→ The problem
Reproduce each of the following lines word for word.

____________________

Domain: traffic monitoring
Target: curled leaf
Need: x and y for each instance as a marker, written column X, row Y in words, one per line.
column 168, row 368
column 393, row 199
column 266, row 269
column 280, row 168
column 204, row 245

____________________

→ Result of this task
Domain: traffic monitoring
Target: curled leaf
Need: x and y for each instance as a marker, written column X, row Y in words, one per line.
column 168, row 368
column 393, row 199
column 266, row 269
column 280, row 168
column 204, row 245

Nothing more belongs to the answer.